**Extracto de página**
──────────

Es necesario convertirse en terreno disponible sin abrojos y sin piedras, sino arado y escardado con cuidado. Depende de nosotros ser la tierra buena en la que “da fruto y produce uno ciento, otro sesenta, otro treinta” (Mt 13, 23).
Os exhorto a crecer en deseos de Dios; os aliento a acoger generosamente la invitación que os dirige la liturgia de este día. Ojalá correspondáis siempre a los impulsos de la gracia y produzcáis frutos abundantes de santidad.
El mundo, “sometido a la vanidad” (Rm 8, 20), grita que tiene sed de Cristo. Invoca la paz, pero no sabe dónde hallarla plenamente. ¿Quién podrá transformar este terreno pedregoso y lleno de abrojos en un campo ubérrimo, sino la lluvia y la nieve que bajan desde arriba?
– La Virgen nos sostiene
“Virgo potens, erige pauperem” - “Virgen poderosa, alza al pobre”. Es verdad: la Virgen sostiene al pobre que confía en Ella. Ayuda al cristiano, día tras día, a seguir los pasos de Jesús, a gastar por Él todo tipo de recursos físicos y espirituales, realizando de este modo la misión que le fue confiada por el bautismo. El creyente se transforma así, a su vez, en una semilla de vida ofrecida, junto a Cristo, por la salvación de sus hermanos.

──────────

**Ejercicio escrito 1**
Según el extracto de página, ¿cómo se traducen las palabras latinas «Virgo potens, erige pauperem»?
El extracto y las entradas no tienen ninguna relación entre sí.

**Listado de datos**

──────────

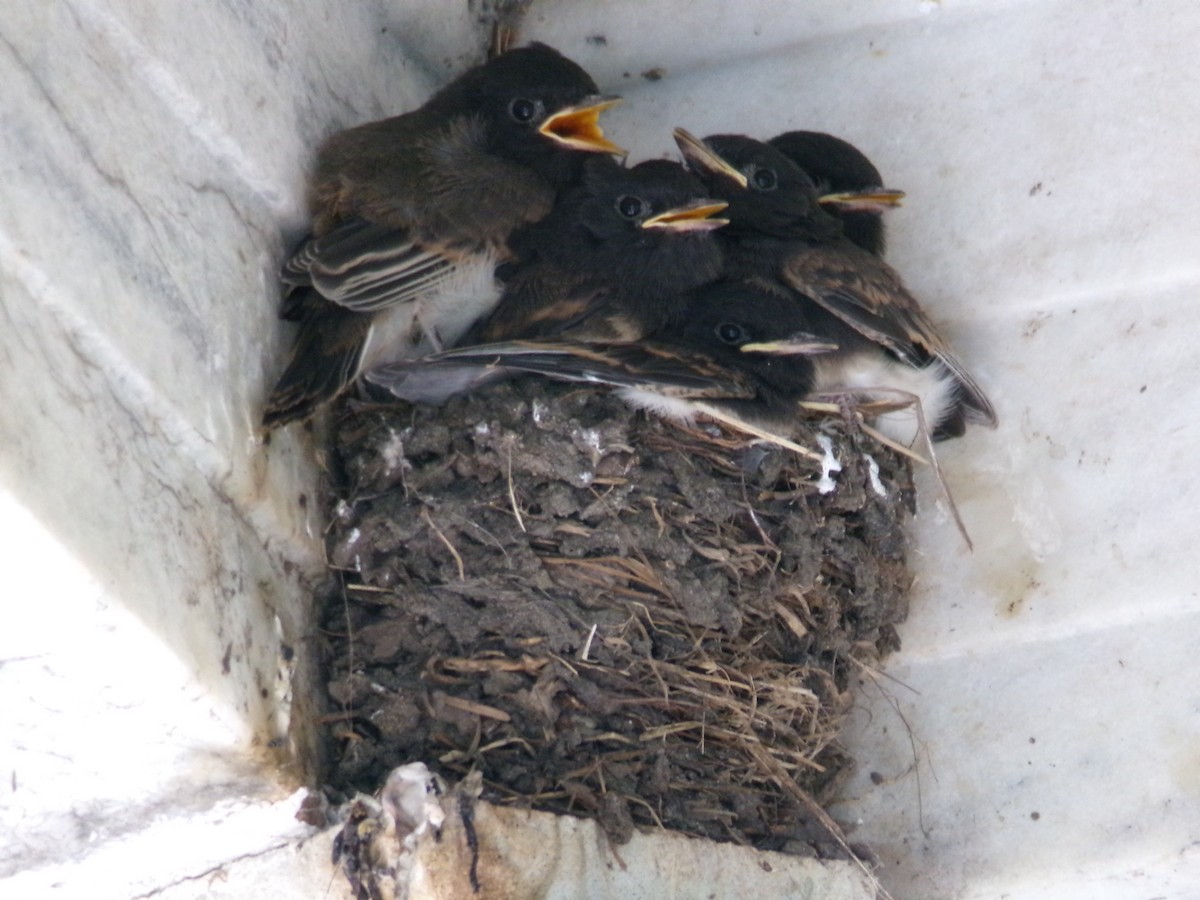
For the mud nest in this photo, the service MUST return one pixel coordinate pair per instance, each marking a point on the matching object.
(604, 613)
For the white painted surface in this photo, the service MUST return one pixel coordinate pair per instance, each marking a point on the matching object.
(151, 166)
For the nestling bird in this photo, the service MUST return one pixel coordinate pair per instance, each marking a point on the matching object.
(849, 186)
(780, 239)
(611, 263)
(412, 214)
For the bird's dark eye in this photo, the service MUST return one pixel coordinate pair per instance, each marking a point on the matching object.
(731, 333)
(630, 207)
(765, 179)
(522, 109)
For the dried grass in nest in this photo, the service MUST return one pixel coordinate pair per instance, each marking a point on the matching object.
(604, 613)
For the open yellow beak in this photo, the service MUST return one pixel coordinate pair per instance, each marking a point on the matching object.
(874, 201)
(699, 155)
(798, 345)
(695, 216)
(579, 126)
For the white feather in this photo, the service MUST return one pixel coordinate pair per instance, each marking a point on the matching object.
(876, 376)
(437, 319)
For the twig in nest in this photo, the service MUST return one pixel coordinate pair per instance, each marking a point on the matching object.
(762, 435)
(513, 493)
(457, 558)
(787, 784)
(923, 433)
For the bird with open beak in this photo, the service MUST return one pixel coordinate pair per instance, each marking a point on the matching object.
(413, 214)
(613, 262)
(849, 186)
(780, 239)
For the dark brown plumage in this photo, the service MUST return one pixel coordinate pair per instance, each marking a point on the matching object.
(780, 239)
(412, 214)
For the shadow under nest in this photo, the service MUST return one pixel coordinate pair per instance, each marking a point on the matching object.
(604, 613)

──────────

**Ejercicio escrito 2**
Reproduce tal cual las líneas de las entradas comprendidas entre la que contiene «For the dark» y el final de las entradas, ambos extremos incluidos.

**Respuesta al ejercicio 1**
«Virgen poderosa, alza al pobre».

**Respuesta al ejercicio 2**
For the dark brown plumage in this photo, the service MUST return one pixel coordinate pair per instance, each marking a point on the matching object.
(780, 239)
(412, 214)
For the shadow under nest in this photo, the service MUST return one pixel coordinate pair per instance, each marking a point on the matching object.
(604, 613)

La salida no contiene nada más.